» **Stated task**
Convert every line of the records below into a JSON list of strings, one string per line, skipping blank lines. Leave the pictures out.

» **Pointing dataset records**
____________________

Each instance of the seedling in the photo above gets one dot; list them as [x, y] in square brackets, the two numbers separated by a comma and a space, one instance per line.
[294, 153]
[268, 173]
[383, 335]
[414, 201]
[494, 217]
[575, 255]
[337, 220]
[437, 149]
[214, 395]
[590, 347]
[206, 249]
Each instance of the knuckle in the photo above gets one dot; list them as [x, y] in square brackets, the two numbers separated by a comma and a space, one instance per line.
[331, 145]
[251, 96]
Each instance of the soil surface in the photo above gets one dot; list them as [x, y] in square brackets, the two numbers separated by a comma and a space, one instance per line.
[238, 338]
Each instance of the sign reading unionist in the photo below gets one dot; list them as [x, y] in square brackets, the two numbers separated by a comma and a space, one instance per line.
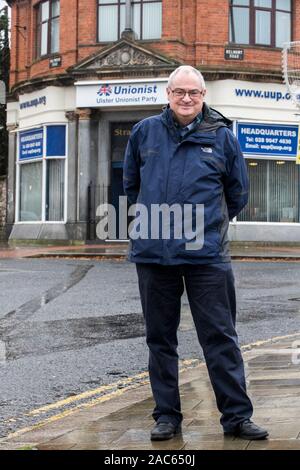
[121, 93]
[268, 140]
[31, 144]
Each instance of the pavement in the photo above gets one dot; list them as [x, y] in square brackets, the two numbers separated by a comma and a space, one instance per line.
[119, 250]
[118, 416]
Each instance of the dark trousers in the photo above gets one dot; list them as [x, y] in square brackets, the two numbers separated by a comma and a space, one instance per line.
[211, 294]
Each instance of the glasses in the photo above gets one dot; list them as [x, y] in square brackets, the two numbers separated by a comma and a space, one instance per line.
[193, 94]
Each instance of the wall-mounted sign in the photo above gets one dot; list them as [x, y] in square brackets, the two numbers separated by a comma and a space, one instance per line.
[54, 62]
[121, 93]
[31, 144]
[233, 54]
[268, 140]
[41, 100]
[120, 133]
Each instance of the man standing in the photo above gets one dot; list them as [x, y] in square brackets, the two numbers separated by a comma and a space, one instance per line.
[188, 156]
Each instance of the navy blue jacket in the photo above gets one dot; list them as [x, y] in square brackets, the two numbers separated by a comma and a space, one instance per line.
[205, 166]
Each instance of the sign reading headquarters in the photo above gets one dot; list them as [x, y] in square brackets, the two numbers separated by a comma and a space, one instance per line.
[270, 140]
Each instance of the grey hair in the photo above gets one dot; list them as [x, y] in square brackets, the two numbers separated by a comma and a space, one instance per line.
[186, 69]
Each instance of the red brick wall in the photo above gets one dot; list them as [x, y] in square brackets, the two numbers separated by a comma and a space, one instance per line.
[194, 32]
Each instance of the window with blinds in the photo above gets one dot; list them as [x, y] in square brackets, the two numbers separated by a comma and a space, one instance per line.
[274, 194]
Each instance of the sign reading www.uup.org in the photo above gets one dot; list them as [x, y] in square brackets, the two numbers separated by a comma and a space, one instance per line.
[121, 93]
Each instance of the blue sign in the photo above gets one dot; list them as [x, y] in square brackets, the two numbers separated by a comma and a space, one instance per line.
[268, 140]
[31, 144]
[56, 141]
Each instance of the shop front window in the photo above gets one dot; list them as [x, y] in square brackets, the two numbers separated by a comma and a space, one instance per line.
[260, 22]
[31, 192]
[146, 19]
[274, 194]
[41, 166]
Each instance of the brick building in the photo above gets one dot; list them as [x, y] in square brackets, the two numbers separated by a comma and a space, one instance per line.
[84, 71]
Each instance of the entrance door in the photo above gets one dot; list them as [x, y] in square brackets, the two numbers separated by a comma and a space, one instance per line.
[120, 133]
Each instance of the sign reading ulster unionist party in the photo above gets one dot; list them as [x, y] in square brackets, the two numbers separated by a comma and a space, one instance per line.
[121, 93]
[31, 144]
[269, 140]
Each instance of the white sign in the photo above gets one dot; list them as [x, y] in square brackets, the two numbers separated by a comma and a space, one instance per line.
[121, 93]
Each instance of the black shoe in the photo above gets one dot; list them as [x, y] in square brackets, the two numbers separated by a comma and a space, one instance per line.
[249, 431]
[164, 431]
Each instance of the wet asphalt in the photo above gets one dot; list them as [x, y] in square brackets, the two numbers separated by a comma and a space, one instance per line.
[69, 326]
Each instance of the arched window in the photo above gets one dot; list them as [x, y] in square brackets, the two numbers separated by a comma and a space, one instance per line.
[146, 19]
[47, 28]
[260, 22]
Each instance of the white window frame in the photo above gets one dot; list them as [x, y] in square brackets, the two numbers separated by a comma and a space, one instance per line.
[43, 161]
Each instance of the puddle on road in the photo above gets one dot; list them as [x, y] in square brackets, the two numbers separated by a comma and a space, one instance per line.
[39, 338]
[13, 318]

____________________

» **Task response**
[
  "Each instance of the seedling in the photo above gets one dot; list them as [x, y] in square brackets, the two numbers separated by a comma and a space, one instance per line.",
  "[294, 153]",
  "[268, 173]",
  "[383, 335]",
  "[414, 201]",
  "[494, 217]",
  "[575, 255]",
  "[337, 220]",
  "[437, 149]",
  "[214, 395]",
  "[590, 347]",
  "[206, 249]",
  "Each instance of the knuckle in the photo above gets one dot; list them as [x, y] in square brackets, the two numbers separated by a comma and a space, one instance per line.",
  "[331, 145]",
  "[251, 96]",
  "Each instance of the soil surface in the photo above gets one dot; list them as [x, y] in square brackets, the two numbers separated by a comma and a space, one instance per line.",
  "[238, 338]",
  "Each instance of the sign reading unionist in the photo below gets one dot; list them as [x, y] in square brackets, the two numbers separated by a comma and a space, one instance per line.",
  "[121, 93]",
  "[268, 140]",
  "[31, 144]",
  "Each instance of the pavement in the photo above gets one dot; list them as [x, y] in square brackets, the two numbers separated by a comma and a space, one instance per line.",
  "[119, 250]",
  "[118, 416]",
  "Each instance of the dark trousers in the photo above gets one dot; list them as [x, y] in square brackets, the two numbers separated by a comma and a space, one instance per line.",
  "[211, 294]",
  "Each instance of the glasses in the photo above gets one dot; list them as [x, y] in square brackets, the two numbers separated by a comma and a space, one instance per line.",
  "[193, 94]",
  "Each instance of the wall-mounted sign in the photo above gets one dot; list them as [x, y] in square brackets, the two numbers separated by a comma and a space, one instance per line.",
  "[54, 62]",
  "[121, 93]",
  "[31, 144]",
  "[233, 54]",
  "[268, 140]",
  "[41, 100]",
  "[120, 133]",
  "Each instance of the man standing in the photo above gets one dot; list them as [x, y] in square brackets, the two numbers separated by a comma and a space, one instance per line.",
  "[188, 156]",
  "Each instance of the navy blue jacket in the photo above gets one dot; list them as [x, y] in square brackets, the two numbers separated by a comma and a space, one instance per line.",
  "[205, 166]",
  "Each instance of the sign reading headquarters in the photo above gets one dot; list them as [x, y] in square brackets, the two numbers separated by a comma and a space, one instance per line.",
  "[270, 140]",
  "Each instance of the grey hair in the photo above gets one dot; list them as [x, y] in square brackets, the two numbers separated by a comma and a space, one instance per line.",
  "[186, 69]",
  "Each instance of the red brick wall in the photo above gets one dot; list them as [x, y] in square brackets, the two numbers separated by a comma and a space, one instance per line.",
  "[194, 32]",
  "Each instance of the window with blinds in the photo above gets one dot; list them as [x, y] in square brackets, the two numbers separated by a comma and a space, one instance per line.",
  "[274, 194]",
  "Each instance of the sign reading www.uup.org in the photo above gets one dot; list them as [x, y] in square brackets, the two numbers separated by a comma and a space, one instance per line.",
  "[121, 93]",
  "Each instance of the blue sign in the photo above gets one dot; list them as [x, y] in square brackets, the two numbers separated by a comma and a space, one instance per line.",
  "[268, 140]",
  "[31, 144]",
  "[56, 141]",
  "Each instance of the shop front window in the photo above gets one dot; list them as [x, y] in square brackets, the two numbers separated by a comma and a space, one instance per line.",
  "[260, 22]",
  "[31, 192]",
  "[146, 19]",
  "[274, 194]",
  "[41, 166]",
  "Each instance of the brick building in the photo above gets one dot; list them as [x, y] in square brackets, the two numbers separated by a comma and a space, one instance per line.",
  "[84, 71]",
  "Each instance of the entrance door in the photo above gets one dot; list them as [x, y] in square brackets, the two numbers separated by a comma and a space, one instance per line.",
  "[120, 133]",
  "Each instance of the sign reading ulster unionist party in the photo above gets one dot; list them as [x, y] in square brackets, the two numbers separated by a comma and a space, one instance per line.",
  "[121, 93]",
  "[31, 144]",
  "[269, 140]",
  "Each instance of the white sign in the photo above gets one dot; list them as [x, y] in square brackets, the two numbers separated by a comma and a space, one instance per line.",
  "[121, 93]",
  "Each instance of the black shoe in the photo above gets one dot; list them as [x, y] in square brackets, the two numbers separated by a comma and a space, one instance per line.",
  "[249, 431]",
  "[164, 431]",
  "Each instance of the wet asphalt in the photo above gets one dot; list them as [x, y] in square brackets, the two numbers separated by a comma and a space, one instance per line.",
  "[69, 326]",
  "Each instance of the arched window in the photo above gets one dot; list them as [x, y] in square brackets, the two numbers separated by a comma and a space, one instance per line.",
  "[146, 19]",
  "[47, 28]",
  "[260, 22]",
  "Each instance of the white window frame in the photo above gets one dot; list them as [x, y] in square brackets, the two numbers separated by a comma and a space, one instance per line.",
  "[43, 161]",
  "Each instance of the puddle on road in the photo above gets one dot; list them as [x, y] in square brackets, the two numbers separated by a comma and a space, one instance per line.",
  "[39, 338]",
  "[13, 318]"
]